-------- Information supplied

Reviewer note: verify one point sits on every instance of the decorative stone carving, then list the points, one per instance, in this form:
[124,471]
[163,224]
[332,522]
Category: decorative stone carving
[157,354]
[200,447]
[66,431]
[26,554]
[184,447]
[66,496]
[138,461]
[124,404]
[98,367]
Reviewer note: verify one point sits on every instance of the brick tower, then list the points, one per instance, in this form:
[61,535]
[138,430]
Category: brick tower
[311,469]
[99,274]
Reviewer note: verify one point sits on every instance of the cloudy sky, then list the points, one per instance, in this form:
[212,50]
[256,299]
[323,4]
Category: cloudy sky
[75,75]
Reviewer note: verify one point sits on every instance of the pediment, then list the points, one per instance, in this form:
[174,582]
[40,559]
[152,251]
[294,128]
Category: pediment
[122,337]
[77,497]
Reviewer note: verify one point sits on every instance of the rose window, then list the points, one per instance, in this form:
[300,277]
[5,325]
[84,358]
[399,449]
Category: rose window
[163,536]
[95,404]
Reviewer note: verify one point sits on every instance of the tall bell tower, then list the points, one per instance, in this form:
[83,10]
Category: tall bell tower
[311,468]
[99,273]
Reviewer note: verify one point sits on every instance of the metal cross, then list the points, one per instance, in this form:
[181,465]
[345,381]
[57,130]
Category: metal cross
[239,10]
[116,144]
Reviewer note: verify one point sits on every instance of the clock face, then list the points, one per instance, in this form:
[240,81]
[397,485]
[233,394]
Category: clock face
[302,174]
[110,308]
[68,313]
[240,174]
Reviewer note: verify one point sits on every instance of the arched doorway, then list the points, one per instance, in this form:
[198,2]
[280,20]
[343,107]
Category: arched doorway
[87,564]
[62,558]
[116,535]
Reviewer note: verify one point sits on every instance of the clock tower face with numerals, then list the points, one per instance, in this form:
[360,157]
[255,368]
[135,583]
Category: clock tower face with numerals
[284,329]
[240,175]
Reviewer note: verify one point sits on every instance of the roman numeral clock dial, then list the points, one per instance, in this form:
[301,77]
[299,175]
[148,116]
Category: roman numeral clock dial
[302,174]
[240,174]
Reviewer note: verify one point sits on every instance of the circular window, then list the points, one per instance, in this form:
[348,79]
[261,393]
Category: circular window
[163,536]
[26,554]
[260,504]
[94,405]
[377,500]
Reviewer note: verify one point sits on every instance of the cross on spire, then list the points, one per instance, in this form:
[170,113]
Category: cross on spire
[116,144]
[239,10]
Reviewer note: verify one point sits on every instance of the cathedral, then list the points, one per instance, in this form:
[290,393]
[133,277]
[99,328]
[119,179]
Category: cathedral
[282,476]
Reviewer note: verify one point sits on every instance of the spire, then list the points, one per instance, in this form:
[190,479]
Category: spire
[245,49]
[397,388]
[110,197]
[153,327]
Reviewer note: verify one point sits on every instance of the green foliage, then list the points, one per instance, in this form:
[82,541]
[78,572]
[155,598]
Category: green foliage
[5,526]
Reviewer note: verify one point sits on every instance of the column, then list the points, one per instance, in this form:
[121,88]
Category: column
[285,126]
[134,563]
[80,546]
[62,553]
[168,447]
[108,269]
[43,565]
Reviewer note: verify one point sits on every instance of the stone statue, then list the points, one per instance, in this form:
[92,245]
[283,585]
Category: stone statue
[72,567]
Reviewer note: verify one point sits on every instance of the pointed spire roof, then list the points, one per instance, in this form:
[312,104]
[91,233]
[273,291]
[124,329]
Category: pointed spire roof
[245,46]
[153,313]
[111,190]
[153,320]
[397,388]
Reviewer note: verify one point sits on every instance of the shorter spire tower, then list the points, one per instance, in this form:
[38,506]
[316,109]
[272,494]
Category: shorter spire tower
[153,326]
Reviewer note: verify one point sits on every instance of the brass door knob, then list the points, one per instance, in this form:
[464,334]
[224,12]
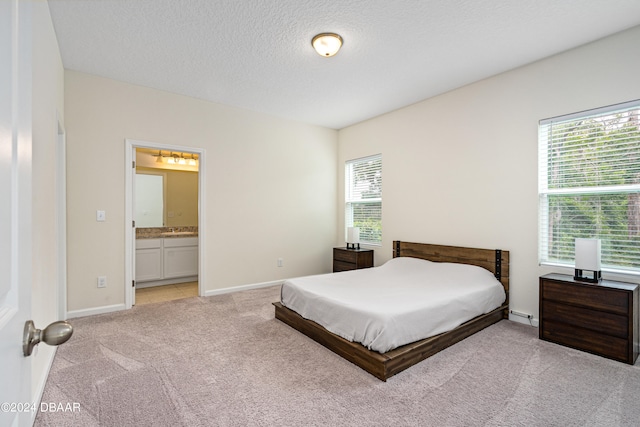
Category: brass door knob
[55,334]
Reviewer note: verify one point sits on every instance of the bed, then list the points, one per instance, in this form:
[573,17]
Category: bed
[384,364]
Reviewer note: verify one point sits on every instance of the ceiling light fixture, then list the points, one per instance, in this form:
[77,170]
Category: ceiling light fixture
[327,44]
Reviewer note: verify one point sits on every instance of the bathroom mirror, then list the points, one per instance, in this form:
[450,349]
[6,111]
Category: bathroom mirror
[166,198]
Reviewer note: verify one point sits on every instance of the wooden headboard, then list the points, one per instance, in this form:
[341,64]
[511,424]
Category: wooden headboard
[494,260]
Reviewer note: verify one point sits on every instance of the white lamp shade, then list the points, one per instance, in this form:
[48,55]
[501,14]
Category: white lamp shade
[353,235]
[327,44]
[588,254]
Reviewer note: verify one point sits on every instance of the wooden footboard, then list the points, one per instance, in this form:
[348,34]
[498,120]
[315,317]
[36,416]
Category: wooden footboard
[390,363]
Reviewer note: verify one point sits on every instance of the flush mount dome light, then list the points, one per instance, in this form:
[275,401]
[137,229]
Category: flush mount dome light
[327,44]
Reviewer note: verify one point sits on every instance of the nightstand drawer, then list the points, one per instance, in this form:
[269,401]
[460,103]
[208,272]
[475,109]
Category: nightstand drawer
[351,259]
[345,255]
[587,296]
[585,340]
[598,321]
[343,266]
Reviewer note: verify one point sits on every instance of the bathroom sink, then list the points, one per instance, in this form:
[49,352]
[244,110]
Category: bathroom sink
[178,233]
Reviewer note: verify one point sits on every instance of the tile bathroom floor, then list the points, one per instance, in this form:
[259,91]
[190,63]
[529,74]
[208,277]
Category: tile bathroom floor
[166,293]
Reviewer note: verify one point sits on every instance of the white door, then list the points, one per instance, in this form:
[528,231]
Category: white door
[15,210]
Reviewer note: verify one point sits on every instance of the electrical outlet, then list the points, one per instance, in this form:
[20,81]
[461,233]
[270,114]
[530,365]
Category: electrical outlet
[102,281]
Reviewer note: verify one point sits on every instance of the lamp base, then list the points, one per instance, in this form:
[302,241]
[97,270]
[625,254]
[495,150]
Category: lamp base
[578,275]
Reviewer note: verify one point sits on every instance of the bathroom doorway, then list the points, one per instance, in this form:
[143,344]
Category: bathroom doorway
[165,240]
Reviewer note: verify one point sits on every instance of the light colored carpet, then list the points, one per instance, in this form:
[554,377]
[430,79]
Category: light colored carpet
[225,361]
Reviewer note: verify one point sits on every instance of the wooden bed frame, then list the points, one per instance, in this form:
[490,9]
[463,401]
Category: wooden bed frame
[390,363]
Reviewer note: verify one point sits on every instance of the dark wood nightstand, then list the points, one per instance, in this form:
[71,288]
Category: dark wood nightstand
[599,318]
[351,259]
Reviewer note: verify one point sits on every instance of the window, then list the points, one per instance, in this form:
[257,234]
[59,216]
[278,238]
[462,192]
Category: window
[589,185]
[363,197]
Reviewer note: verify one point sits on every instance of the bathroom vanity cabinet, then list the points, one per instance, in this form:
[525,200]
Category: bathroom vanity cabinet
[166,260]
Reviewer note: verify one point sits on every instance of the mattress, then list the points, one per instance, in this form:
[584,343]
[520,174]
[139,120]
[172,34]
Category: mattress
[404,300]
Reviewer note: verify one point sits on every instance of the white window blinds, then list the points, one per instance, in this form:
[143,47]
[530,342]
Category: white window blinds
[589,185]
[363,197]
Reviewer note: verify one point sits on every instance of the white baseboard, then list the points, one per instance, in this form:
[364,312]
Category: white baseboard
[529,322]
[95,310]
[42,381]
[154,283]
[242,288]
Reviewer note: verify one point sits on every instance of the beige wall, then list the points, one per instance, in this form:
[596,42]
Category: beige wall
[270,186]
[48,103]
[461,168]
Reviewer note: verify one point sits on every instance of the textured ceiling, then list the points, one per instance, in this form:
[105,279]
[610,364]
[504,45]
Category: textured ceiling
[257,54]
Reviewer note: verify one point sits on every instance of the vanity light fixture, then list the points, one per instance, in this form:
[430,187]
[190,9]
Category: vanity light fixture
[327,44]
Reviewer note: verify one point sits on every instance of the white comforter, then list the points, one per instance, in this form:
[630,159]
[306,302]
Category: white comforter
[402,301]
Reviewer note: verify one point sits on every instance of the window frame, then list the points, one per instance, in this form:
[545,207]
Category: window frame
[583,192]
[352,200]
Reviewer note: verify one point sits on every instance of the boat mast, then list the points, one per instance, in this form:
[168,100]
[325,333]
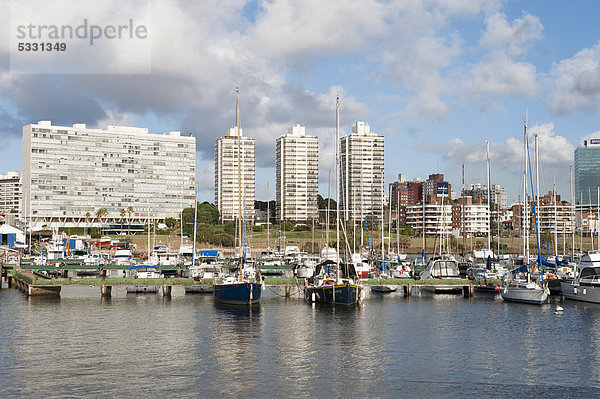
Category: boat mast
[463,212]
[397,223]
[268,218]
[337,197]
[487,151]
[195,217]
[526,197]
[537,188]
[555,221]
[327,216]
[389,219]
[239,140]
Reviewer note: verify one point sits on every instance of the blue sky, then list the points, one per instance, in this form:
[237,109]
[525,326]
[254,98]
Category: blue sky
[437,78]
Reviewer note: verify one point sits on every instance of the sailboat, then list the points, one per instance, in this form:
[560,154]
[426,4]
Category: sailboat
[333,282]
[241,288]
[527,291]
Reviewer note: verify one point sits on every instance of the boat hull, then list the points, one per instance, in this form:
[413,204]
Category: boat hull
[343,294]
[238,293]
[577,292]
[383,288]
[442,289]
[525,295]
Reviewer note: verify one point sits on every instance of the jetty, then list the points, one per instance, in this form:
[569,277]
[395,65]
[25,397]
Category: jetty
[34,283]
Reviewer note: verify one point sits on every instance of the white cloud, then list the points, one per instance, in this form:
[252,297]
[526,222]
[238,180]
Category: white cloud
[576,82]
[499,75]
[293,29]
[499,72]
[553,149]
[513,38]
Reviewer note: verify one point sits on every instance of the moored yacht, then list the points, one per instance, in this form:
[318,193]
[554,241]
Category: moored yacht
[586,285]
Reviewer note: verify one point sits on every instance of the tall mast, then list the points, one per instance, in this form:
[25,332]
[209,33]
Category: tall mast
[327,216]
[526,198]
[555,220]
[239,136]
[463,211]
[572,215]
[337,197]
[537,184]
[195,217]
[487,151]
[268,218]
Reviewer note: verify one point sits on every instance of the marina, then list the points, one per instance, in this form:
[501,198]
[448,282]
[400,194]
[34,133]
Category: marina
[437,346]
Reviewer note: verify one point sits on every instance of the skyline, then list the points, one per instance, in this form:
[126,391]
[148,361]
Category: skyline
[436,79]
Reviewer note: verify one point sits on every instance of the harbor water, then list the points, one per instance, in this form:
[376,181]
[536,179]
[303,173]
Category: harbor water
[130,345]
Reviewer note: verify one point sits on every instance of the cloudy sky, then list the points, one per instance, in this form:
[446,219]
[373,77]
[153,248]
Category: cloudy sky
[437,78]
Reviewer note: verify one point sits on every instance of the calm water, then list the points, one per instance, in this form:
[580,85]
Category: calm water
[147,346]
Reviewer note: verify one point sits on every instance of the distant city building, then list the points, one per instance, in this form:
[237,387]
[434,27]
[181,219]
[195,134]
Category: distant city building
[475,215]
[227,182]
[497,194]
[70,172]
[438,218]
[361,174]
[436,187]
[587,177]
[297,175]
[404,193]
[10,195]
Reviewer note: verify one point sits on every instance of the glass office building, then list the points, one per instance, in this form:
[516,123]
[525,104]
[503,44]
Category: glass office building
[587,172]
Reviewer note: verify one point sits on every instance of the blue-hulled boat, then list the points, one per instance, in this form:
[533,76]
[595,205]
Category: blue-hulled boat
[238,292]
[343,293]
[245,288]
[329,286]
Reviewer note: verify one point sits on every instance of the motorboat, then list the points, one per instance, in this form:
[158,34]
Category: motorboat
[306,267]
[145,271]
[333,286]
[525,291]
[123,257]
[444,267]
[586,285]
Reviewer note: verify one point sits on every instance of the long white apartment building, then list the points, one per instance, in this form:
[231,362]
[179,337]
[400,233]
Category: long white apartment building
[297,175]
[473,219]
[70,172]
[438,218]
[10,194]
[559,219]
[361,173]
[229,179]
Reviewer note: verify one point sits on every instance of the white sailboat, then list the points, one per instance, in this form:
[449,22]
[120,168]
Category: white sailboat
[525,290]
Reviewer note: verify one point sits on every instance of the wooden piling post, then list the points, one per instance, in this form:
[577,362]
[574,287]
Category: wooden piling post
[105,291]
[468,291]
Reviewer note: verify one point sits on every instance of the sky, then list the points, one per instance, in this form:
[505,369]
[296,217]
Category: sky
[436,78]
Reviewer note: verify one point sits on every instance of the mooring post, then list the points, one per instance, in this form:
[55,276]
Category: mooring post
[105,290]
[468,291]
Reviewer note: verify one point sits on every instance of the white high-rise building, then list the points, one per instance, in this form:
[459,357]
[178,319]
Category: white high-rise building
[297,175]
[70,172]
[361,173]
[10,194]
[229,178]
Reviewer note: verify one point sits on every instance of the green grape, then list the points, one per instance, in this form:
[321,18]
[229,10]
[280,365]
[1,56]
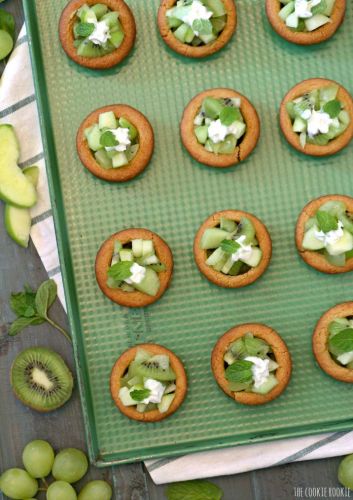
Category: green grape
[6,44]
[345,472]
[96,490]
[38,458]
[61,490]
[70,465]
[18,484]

----------------

## What is needed:
Emit an exact copy of the lines from the line bearing "the wooden piling" through the last line above, inclusive, and leave the images out.

## Response to the exercise:
Reviewer note: verify one point sits on every instance of the wooden piling post, then list the points, one per instance, in this form:
[577,362]
[574,287]
Category: wooden piling post
[105,291]
[468,291]
Reviewer note: verify one point sits on every instance of the sky, then list the points, one per instance, in this form:
[505,369]
[296,217]
Category: sky
[436,78]
Reviewer note: verify one point sits on every instance of the mooring post, then list the points, one per instance, in this form:
[55,276]
Category: mooring post
[105,290]
[468,291]
Reviewer note: verify one point sits on every instance of the white high-rise building, then list the points, one per instance, in this form:
[459,357]
[178,319]
Category: white high-rise building
[297,175]
[70,172]
[361,173]
[10,194]
[229,178]
Reviewer note: verify one point sits on every instance of the green grape, then list the points, one per instance, in this form:
[321,18]
[229,10]
[280,365]
[1,56]
Category: green grape
[6,44]
[345,472]
[96,490]
[38,458]
[61,490]
[70,465]
[18,484]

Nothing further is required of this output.